* _Reading passage_:
One Fish, Two Fish
I tried to read What to Expect When You’re Expecting while I was pregnant. I got as far as being lectured about my diet, and how to “with every bite of food you take, ask yourself, is this the best bite for my baby?” at which point I got a stabbing pain behind my eye which could only be soothed by cheesecake.* I never finished reading it.
I never made it to childbirth classes. They told you not to bother taking them until you were 36 weeks along. At 36 weeks, I was in the hospital with kidney stones and early labor.
I didnt get to send Brandus out at all hours of the night for whatever bizarre food combination I was craving.**
I missed alot of things, or did them a different way, when i was pregnant with Voldemort.
But..do I want to do it again?
That’s where Brandus and I are right now – discussing future evil dictators to be added to our lives. I want to adopt. Brandus wants to adopt. Later.
I would love, right now, to be able to say that we’re discussing things with an agency for international adoption, or older child domestic adoption.
I want another baby.
I dont want to be pregnant.
Brandus wants another baby.
I understand his reasoning – adoptions can take months or years, he wants the dark lordling to be a little older before looking at adopting an older child (by which i mean, not adopting a baby), he doesnt want to go through the insanity (waiting, heartbreak) of having to be put on a list and chosen by a mother giving up her baby, he wants us to adopt for the right reasons.
But, truly, i have no interest in being pregnant again. I did it, i experienced it, im over it. Some women love being pregnant, but great zombie jesus, am I not one of them.
I was seasick for 4 months straight. I threw up ALL THE TIME. Anywhere. No matter how long it had been since Id eaten, or what I’d eaten, or how much ginger I munched. Throughout, nothing tasted good, everything was gross, most of my favorite foods made me gag, i can now barely eat pizza – the very thought gives me heartburn. Everything hurt, i was tired all the time, and all those women who say that the baby kicking feels like butterfly wings or fish blinking or whatever are BIG FAT LAIRS, because I always just felt like I had gas. and let’s not even talk about the joy that is calling your doctor, being told to come in, as you’re having multiple braxon hicks contractions that arent stopping, flying 600 miles for $1700 for both of you, only to get there and have the doctor on call mock you for coming all that way for nothing.
and yes, MOCKED. the nurse was even shocked as to how he was acting.
and then there’s the kidney stones, and the early labor, and the stay in labor and delivery, and then an insanely fast labor (once again with the asshole doctor RIGHT THERE) with my husband NOT THERE, and my mother getting to see the baby before I did.
Do I really want to go through that again?
And yes, I know that there are tons of things that happened last time that wouldnt happen again – because im not in the middle of fucking nowhere, for one thing, but..
I told Brandus when Voldemort was born, that I probably wasnt going to have another. I havent changed my mind, 16 months later.
We’ve had two close brushes with adoption during these past few months, and for me, that’s enough to get me motivated on it. Let’s go, let’s apply, let’s put our names down for a foster/adopt program, let’s pick a country…
Ironic, isnt it? We both want the same thing, but have very different ways of getting there.
Maybe we should get a hamster, instead.
*AND IT WAS THE BEST DAMN CHEESECAKE I COULD HAVE HAD FOR MY BABY, YOU BITCH.
**I was cheated out of this one, I swear.

* _Required work_:
1 - Duplicate the part of the blog post that opens with the words containing "But..do I want" and closes with "wants another baby.".
2 - According to the blog post, how long was the writer seasick during the pregnancy?
Work from the blog post alone, drawing on nothing else.

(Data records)
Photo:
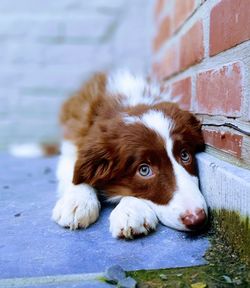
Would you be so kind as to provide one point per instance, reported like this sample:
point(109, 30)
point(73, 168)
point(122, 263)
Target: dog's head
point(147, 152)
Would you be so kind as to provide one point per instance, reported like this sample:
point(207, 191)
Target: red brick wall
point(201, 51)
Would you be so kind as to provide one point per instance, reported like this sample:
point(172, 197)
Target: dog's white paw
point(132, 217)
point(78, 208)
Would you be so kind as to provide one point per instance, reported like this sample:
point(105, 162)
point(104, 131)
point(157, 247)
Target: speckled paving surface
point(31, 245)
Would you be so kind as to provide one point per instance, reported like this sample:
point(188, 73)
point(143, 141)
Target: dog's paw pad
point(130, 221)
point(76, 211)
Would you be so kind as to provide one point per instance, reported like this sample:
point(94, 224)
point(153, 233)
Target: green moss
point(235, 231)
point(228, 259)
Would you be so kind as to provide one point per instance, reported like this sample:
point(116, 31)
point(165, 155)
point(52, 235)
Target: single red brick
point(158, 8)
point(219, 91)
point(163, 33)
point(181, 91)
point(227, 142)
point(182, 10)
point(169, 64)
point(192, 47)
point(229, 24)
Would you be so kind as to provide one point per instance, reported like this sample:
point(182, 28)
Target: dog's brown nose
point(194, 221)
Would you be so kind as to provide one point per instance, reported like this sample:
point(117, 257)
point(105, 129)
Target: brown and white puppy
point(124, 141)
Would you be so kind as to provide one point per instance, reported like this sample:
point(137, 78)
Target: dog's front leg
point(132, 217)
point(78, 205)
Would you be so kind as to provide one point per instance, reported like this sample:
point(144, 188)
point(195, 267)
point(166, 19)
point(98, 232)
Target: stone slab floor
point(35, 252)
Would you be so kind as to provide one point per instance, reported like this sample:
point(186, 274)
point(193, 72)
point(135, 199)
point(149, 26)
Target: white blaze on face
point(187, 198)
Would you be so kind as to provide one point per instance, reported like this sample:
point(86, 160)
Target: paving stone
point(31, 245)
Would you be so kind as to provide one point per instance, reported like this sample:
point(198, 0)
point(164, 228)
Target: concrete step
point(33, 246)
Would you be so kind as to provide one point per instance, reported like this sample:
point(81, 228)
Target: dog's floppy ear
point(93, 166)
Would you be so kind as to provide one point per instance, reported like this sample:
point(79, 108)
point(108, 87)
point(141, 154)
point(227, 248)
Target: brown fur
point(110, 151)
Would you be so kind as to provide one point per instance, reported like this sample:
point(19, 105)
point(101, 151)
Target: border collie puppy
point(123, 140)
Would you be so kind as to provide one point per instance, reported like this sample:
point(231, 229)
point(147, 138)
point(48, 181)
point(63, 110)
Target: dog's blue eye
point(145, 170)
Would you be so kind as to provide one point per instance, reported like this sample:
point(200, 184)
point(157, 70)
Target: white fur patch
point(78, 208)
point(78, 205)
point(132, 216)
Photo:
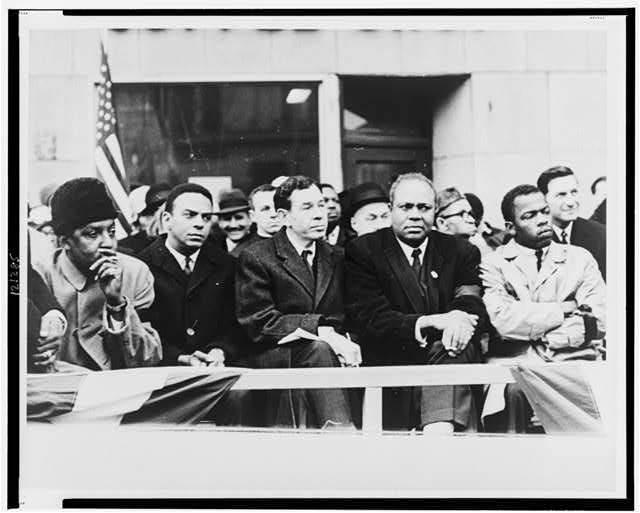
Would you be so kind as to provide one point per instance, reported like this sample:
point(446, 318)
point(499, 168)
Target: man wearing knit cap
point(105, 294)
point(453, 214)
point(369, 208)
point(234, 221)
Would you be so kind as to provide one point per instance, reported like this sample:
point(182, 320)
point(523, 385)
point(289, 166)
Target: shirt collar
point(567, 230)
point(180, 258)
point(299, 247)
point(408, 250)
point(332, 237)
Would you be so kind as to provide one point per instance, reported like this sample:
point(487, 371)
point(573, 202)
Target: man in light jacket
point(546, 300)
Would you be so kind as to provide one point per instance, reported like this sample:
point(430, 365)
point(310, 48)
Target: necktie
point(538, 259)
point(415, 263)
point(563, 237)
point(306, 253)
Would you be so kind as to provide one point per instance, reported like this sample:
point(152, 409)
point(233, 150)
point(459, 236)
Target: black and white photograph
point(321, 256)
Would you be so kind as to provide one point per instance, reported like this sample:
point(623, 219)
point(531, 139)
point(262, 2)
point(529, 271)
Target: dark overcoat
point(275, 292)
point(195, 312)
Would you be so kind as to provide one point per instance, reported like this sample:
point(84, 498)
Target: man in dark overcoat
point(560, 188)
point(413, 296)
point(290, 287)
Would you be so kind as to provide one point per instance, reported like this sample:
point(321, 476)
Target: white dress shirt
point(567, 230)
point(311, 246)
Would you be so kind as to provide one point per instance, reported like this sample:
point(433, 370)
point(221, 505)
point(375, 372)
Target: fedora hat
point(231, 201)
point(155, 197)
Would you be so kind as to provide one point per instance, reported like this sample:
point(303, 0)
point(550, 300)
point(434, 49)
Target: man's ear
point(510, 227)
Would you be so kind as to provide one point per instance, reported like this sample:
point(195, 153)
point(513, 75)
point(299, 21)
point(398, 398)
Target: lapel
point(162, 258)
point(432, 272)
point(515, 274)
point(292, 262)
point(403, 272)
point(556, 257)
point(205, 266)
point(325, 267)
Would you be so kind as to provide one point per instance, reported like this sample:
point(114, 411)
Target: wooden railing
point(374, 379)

--

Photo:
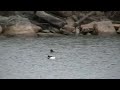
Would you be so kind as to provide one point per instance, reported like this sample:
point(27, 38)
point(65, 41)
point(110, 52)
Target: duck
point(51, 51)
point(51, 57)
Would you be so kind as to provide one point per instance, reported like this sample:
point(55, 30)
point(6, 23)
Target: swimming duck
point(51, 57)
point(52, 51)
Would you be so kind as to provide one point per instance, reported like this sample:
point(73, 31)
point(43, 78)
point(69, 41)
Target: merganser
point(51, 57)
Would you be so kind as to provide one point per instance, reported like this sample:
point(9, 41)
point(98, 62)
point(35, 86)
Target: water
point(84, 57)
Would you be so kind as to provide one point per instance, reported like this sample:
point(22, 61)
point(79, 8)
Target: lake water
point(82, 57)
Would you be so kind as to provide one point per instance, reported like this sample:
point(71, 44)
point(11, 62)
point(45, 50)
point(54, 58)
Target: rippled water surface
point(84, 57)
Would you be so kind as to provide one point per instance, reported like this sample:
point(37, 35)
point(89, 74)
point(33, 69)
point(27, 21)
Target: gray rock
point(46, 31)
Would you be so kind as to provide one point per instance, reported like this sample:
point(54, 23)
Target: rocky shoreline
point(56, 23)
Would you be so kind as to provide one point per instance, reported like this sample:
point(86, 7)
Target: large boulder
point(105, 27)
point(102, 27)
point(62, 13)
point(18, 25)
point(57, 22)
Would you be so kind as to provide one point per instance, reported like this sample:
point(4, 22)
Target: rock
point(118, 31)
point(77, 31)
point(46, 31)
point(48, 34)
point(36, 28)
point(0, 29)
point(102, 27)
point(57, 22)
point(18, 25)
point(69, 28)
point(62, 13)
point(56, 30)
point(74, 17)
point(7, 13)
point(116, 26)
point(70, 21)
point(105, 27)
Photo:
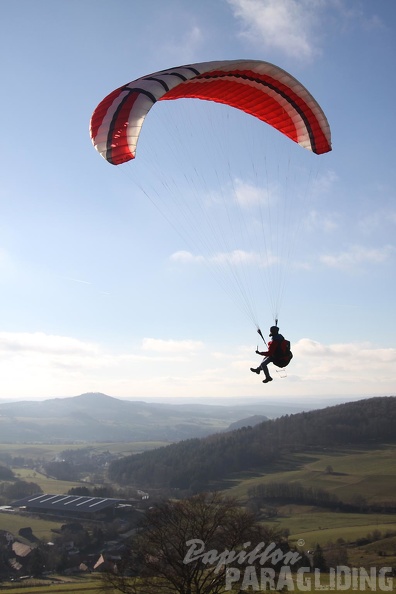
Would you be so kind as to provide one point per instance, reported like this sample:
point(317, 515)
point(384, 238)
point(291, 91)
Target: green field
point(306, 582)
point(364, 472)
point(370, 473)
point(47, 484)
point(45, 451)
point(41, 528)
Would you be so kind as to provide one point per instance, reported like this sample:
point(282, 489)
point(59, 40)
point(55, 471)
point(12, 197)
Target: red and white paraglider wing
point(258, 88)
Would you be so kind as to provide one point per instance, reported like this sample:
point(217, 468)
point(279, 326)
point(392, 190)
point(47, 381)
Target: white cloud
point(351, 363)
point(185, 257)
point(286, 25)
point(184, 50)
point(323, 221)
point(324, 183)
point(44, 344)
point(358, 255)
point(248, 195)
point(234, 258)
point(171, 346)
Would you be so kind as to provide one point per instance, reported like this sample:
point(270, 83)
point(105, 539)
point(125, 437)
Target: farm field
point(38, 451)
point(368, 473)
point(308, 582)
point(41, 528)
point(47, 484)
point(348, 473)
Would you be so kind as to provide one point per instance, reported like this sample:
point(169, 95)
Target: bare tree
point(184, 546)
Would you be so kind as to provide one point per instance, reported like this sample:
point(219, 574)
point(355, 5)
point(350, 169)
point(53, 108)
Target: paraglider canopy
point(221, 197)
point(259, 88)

...

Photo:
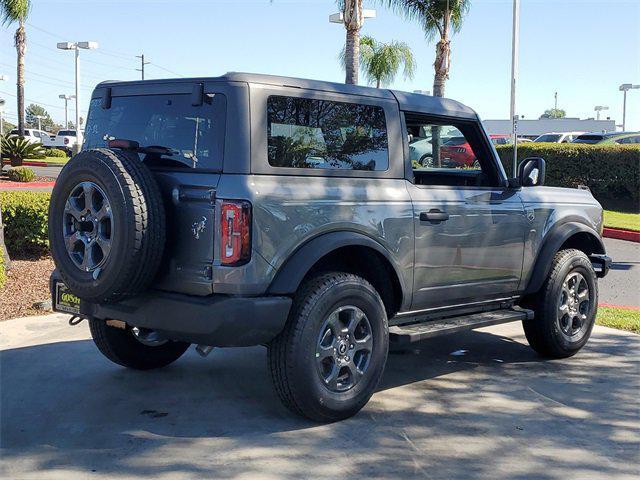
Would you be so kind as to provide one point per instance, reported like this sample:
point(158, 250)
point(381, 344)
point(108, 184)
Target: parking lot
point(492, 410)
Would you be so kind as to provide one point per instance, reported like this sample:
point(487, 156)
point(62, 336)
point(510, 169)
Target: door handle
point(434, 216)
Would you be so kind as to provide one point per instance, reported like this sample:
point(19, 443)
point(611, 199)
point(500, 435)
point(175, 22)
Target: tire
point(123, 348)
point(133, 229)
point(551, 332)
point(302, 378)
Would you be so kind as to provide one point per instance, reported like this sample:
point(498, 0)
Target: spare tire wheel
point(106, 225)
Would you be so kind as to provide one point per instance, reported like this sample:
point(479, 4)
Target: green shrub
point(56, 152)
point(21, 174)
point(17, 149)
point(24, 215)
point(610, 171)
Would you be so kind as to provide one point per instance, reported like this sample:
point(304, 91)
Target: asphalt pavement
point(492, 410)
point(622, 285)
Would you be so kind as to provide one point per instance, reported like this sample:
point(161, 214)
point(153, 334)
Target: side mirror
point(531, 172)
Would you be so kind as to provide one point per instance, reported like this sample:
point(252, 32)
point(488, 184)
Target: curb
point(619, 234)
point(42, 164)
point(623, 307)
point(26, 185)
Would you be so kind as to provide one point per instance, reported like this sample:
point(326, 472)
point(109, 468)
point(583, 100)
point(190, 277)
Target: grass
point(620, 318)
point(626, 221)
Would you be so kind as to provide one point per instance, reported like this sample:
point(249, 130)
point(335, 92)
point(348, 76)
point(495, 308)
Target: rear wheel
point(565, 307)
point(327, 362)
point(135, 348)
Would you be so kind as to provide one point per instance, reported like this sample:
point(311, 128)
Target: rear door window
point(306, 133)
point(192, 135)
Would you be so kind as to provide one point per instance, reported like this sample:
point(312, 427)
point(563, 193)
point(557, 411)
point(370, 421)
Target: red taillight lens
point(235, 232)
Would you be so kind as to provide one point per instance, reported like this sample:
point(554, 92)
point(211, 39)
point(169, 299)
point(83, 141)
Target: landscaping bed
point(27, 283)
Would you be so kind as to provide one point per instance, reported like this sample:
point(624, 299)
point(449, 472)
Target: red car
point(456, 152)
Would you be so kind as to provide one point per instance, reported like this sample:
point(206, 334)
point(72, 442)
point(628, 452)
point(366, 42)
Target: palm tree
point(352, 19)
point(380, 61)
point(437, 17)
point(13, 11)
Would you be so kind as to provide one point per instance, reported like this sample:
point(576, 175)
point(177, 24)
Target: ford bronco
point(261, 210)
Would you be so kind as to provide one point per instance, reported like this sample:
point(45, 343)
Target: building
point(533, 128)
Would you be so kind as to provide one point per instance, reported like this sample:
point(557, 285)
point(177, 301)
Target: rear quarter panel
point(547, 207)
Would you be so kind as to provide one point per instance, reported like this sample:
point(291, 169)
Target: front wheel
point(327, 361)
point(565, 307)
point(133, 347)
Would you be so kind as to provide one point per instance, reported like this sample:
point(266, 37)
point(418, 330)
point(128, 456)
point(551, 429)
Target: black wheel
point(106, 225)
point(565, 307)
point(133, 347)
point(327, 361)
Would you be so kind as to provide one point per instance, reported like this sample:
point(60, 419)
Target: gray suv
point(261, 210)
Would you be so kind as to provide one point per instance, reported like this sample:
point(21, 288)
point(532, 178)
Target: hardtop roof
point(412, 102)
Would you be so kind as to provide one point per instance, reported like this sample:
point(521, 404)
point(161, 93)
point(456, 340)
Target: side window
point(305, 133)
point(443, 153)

* _Results by task_:
1 -
But..do I want to do it again?
That’s where Brandus and I are right now – discussing future evil dictators to be added to our lives. I want to adopt. Brandus wants to adopt. Later.
I would love, right now, to be able to say that we’re discussing things with an agency for international adoption, or older child domestic adoption.
I want another baby.
I dont want to be pregnant.
Brandus wants another baby.

2 - Four months straight.